TEXT UNDER STUDY =
* * * * *

Scientific classification
- Kingdom: Animalia
- Phylum: Chordata
- Class: Aves
- Order: Procellariiformes
- Family: Procellariidae
- Genus: Pterodroma
- Species: P. sandwichensis
- Binomial name: Pterodroma sandwichensis (Ridgway, 1884)

= Hawaiian petrel =

- Genus: Pterodroma
- Species: sandwichensis
- Authority: (Ridgway, 1884)
- Conservation status: EN

Species of bird

The Hawaiian petrel or ʻuaʻu (Pterodroma sandwichensis) is a large, dark grey-brown and white petrel that is endemic to Hawaiʻi.

==Distribution==
The Hawaiian petrel was formerly found on all the main Hawaiian Islands except Niʻihau, but today it is mostly restricted to Haleakalā crater on Maui; smaller populations exist on Mauna Loa on the island of Hawaiʻi, Waimea Canyon on the island of Kauaʻi, Lānaʻihale on Lānaʻi, and possibly Molokaʻi.

It was formerly lumped together with a very similar species from the Galapagos Islands. In 2013 a specimen was retrieved from Arizona near the Colorado River, marking the first inland North America record of this species. On August 7, 2023, a Hawaiian petrel was reported near Cape Arago, proximate to Coos County, Oregon. It is not the first record of the species in the state, and there are also reports of it from California.

==Behavior==

===Feeding===
Their diet consists of 50–75% squid, and smaller percentages of fish and crustaceans.

* * * * *

RECORDS SHOWN =

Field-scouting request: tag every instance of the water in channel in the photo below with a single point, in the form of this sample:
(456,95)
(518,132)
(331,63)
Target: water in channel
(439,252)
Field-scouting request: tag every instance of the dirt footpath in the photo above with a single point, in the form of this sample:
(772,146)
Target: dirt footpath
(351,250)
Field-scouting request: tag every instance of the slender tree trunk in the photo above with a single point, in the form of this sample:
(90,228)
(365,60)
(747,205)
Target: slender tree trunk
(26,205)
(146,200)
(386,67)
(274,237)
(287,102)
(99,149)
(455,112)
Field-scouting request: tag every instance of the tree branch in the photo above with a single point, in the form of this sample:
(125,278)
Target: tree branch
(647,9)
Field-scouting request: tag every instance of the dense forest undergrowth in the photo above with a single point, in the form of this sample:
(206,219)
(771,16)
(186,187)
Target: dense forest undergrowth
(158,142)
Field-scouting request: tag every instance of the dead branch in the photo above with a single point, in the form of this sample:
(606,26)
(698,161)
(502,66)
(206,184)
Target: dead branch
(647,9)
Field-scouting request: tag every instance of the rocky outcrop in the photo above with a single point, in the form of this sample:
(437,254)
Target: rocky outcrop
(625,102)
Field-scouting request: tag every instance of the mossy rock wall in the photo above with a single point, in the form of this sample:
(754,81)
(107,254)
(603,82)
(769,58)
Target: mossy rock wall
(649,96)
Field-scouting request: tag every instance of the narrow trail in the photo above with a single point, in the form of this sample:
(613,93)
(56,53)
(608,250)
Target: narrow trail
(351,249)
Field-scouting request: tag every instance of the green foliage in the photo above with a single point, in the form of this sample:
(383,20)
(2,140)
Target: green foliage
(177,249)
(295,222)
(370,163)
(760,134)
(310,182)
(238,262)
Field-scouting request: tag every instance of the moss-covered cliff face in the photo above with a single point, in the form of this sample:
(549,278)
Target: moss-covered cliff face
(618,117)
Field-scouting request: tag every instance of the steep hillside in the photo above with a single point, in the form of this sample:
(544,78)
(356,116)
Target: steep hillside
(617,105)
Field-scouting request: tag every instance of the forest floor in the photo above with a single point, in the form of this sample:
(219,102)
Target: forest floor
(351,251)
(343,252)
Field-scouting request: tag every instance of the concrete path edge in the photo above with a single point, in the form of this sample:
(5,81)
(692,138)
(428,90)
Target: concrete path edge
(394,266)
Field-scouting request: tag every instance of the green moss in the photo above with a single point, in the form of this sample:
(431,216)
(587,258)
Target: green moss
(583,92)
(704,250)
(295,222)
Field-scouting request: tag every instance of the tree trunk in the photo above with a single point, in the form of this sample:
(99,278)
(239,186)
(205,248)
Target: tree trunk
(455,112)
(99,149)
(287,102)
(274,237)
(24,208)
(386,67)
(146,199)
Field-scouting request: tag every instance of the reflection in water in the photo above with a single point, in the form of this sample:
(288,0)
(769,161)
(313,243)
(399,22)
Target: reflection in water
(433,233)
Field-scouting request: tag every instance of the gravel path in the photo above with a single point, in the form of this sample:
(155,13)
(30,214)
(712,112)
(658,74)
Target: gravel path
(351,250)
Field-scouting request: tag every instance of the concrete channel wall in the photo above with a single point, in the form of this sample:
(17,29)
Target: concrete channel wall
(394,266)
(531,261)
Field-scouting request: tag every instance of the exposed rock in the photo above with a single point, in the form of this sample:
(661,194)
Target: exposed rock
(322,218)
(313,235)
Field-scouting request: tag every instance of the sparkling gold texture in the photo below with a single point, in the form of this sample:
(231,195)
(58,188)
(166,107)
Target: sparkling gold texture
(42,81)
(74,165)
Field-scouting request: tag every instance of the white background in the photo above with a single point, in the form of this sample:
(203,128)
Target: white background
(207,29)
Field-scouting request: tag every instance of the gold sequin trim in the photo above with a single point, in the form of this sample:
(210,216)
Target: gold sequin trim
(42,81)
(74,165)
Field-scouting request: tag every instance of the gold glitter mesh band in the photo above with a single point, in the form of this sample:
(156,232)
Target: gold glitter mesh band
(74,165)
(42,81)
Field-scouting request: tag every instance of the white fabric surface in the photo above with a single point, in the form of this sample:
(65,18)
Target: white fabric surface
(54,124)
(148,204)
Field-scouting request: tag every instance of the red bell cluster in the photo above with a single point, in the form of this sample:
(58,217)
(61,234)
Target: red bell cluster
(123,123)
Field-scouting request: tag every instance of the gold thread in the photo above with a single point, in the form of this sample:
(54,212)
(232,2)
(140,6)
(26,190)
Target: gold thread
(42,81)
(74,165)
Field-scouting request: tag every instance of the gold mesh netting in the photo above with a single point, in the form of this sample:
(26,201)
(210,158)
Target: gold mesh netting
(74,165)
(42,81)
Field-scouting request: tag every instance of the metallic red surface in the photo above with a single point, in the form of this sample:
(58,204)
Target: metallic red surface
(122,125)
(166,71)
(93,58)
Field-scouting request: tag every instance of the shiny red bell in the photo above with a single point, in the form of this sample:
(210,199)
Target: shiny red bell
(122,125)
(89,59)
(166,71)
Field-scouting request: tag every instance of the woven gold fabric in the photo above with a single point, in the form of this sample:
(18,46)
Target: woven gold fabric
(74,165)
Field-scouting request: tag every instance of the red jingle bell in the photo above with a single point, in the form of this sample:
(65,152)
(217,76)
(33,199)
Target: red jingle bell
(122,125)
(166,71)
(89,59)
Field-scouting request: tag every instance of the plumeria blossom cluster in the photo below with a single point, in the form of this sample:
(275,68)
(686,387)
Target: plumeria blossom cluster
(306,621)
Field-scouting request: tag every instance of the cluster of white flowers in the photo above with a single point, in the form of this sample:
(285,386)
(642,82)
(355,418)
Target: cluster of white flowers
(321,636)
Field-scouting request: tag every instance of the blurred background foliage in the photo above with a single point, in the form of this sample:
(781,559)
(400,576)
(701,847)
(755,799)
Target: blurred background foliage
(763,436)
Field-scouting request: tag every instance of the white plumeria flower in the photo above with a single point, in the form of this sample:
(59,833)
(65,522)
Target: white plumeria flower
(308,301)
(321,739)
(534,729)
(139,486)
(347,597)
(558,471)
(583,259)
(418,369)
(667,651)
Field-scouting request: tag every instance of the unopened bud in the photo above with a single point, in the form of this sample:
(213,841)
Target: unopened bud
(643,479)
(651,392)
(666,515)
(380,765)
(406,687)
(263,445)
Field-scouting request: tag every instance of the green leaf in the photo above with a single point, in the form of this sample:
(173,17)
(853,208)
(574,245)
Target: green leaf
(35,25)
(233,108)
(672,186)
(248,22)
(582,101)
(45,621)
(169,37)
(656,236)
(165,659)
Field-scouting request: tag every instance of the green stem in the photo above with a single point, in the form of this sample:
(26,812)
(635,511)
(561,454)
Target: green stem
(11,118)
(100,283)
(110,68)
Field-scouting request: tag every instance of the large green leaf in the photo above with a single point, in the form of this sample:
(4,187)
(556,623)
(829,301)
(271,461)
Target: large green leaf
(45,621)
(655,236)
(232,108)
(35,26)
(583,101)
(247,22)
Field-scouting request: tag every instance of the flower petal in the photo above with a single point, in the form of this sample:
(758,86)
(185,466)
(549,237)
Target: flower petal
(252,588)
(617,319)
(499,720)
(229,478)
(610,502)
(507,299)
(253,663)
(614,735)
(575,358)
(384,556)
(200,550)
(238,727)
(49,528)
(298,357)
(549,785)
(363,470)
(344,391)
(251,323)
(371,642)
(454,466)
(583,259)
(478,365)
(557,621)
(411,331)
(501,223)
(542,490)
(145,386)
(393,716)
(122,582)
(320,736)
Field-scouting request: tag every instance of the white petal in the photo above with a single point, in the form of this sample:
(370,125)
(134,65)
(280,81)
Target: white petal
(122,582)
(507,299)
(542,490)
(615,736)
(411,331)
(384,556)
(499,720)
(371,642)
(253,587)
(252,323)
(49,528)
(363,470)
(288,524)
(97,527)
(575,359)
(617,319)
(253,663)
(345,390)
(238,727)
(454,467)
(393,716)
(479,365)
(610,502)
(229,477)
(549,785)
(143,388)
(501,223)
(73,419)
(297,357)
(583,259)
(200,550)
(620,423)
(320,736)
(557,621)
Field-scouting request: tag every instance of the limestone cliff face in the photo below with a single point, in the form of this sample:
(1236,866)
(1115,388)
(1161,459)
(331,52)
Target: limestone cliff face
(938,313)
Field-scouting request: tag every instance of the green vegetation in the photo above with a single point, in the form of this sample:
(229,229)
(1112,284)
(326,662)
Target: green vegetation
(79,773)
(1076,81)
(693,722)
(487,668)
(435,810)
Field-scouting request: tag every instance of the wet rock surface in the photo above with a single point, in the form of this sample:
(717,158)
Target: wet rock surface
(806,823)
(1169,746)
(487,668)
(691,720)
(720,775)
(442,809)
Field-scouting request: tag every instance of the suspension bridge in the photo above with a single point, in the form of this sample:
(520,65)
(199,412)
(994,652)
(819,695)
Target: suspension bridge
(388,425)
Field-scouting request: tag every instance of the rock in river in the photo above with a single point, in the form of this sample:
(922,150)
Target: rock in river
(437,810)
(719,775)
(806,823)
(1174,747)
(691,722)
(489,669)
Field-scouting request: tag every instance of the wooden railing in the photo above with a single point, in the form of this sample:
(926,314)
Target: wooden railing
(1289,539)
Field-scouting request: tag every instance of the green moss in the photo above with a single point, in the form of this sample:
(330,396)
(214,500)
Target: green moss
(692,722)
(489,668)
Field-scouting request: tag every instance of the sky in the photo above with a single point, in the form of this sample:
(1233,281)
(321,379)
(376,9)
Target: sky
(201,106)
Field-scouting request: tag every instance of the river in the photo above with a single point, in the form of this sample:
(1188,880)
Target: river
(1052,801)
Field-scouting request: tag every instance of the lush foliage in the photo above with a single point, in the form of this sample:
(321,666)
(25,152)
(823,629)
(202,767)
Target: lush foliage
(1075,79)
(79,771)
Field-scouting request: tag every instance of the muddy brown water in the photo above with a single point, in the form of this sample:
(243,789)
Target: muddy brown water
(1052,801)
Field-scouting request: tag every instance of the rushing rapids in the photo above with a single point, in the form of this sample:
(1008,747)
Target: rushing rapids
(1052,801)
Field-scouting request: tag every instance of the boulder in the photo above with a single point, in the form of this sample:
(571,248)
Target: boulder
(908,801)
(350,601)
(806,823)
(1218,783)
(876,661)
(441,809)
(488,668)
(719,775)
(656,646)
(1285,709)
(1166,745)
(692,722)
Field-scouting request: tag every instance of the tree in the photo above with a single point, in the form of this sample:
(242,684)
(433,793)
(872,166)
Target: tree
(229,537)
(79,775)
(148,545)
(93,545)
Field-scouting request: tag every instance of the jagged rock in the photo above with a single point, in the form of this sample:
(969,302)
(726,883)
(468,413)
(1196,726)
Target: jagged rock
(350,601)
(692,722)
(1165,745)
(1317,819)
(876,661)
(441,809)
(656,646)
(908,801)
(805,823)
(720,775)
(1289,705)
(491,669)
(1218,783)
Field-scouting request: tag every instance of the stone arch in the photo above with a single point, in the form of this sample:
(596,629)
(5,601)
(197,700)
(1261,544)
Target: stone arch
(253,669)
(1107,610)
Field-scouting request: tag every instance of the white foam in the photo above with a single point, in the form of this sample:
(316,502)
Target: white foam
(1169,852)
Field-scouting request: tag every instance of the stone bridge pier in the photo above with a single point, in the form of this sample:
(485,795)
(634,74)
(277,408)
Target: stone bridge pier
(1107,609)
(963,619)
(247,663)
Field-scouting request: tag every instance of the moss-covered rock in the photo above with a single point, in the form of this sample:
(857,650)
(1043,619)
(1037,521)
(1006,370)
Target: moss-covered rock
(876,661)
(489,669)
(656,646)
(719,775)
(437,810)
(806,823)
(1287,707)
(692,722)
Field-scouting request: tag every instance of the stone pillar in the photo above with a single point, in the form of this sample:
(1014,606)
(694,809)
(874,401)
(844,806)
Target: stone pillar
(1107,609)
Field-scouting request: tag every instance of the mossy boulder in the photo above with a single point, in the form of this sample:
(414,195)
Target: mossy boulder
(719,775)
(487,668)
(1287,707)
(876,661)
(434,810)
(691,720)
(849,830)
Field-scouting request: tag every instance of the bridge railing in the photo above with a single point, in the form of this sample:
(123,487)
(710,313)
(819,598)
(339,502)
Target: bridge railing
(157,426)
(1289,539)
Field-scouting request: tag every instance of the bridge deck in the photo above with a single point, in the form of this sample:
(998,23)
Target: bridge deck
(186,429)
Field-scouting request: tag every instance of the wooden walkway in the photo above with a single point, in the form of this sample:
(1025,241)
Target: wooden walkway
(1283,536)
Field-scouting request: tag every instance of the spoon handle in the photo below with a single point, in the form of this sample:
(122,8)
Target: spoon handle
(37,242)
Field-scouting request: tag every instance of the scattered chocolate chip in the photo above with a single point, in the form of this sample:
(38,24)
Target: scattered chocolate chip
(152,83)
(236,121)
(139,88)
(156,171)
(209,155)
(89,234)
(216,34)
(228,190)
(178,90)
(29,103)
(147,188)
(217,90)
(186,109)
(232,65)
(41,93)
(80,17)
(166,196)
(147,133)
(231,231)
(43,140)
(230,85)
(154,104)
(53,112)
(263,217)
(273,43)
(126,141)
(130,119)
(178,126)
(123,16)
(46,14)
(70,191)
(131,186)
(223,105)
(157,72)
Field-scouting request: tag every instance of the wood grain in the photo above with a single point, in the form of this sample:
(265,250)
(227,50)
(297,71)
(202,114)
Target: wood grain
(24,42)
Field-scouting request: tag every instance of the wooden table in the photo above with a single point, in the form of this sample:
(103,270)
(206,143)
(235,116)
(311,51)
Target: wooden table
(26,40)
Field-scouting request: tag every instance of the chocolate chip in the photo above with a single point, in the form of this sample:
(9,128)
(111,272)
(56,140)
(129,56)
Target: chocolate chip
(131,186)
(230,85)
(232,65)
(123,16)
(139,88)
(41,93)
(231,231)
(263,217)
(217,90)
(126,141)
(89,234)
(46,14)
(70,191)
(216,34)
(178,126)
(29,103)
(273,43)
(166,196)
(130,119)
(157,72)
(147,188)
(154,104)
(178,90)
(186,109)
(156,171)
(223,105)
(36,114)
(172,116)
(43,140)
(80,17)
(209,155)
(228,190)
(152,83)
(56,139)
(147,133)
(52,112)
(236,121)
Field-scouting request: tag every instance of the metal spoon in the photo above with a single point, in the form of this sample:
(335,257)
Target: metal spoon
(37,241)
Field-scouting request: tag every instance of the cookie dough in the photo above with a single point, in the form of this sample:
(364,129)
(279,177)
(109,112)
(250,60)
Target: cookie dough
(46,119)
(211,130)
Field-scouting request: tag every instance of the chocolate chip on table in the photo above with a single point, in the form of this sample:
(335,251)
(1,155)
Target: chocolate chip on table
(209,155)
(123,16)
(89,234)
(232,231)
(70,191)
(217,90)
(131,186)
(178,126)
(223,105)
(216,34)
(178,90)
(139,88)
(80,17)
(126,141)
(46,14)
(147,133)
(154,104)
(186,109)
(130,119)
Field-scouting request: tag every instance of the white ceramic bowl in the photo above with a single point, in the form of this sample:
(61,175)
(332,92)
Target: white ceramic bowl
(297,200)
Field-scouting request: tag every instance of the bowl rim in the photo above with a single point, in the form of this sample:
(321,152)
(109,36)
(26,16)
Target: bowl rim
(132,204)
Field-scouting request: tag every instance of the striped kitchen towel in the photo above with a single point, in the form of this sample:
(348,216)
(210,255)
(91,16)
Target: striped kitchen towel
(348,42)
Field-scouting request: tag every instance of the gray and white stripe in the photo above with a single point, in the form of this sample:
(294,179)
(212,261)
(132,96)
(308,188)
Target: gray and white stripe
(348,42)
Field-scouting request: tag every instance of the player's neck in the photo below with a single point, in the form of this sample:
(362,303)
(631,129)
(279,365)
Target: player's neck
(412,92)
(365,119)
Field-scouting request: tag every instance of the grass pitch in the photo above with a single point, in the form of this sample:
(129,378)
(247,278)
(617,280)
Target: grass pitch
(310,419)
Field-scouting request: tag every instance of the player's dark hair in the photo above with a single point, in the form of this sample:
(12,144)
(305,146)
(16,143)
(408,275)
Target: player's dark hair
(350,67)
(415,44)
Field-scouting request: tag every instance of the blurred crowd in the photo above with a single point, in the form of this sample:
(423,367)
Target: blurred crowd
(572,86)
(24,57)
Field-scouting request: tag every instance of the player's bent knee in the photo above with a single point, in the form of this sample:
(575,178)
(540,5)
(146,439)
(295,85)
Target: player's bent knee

* * * * *

EXPLORE THE MATERIAL =
[A] Using the text on the Hawaiian petrel above, decide whether each statement agrees with it. Answer yes or no for each, and quote the words of the text that decide it. (i) The Hawaiian petrel was once found on Niʻihau. (ii) A specimen found in Arizona in 2013 was the first inland North America record of the species. (iii) Squid makes up 50–75% of the bird's diet.
[B] Extend the text on the Hawaiian petrel above, picking up after its final sentence about the bird's diet.

ANSWERS GIVEN =
[A]
(i) No: "formerly found on all the main Hawaiian Islands except Niʻihau"
(ii) Yes: "In 2013 a specimen was retrieved from Arizona near the Colorado River, marking the first inland North America record of this species."
(iii) Yes: "Their diet consists of 50–75% squid"

[B]
===Breeding===
These birds nest in burrows or rock crevices. Their breeding season extends from March to October. The female lays one white egg. When the chick hatches, the parents go out to sea and feed during the day, and return only at night. They pass their food on to the chicks by means of regurgitation. The chicks are charcoal-gray colored and were considered a delicacy by early Hawaiians. Scientists previously thought that the petrels remained relatively close to shore during the breeding season. New research employing microwave telemetry shows that the birds travel as far as Alaska and Japan during two-week-long feeding trips.

When returning to nest burrows at night, adults make a distinctive moaning "oo-ah-oo". At their burrows, adult birds also make a variety of yaps, barks, and squeals. The petrel's flight is characterized by high, steeply banked arcs and glides. Their wings are long and narrow with a wingspan of 36 in. The wings and tail are sooty-colored. Their feet are bicolored pink and black.

==Status and conservation==
The Hawaiian petrel is an endangered species. In addition to loss of habitat from development, the greatest threats to the petrel are feral cats, small Asian mongooses, and rats, all of which feed on the helpless chicks when they are inside their burrows. In Haleakalā National Park, great efforts are being made to reduce the number of feral animals, to preserve not only the Hawaiian petrel, but also many other rare Hawaiian birds that fall victim to predation. Wires injure the rare petrels and city lights disorient them, contributing to their decline. The Hawaiian petrel was once considered conspecific with the dark-rumped petrel of the Galápagos islands, but was recently split to its own species.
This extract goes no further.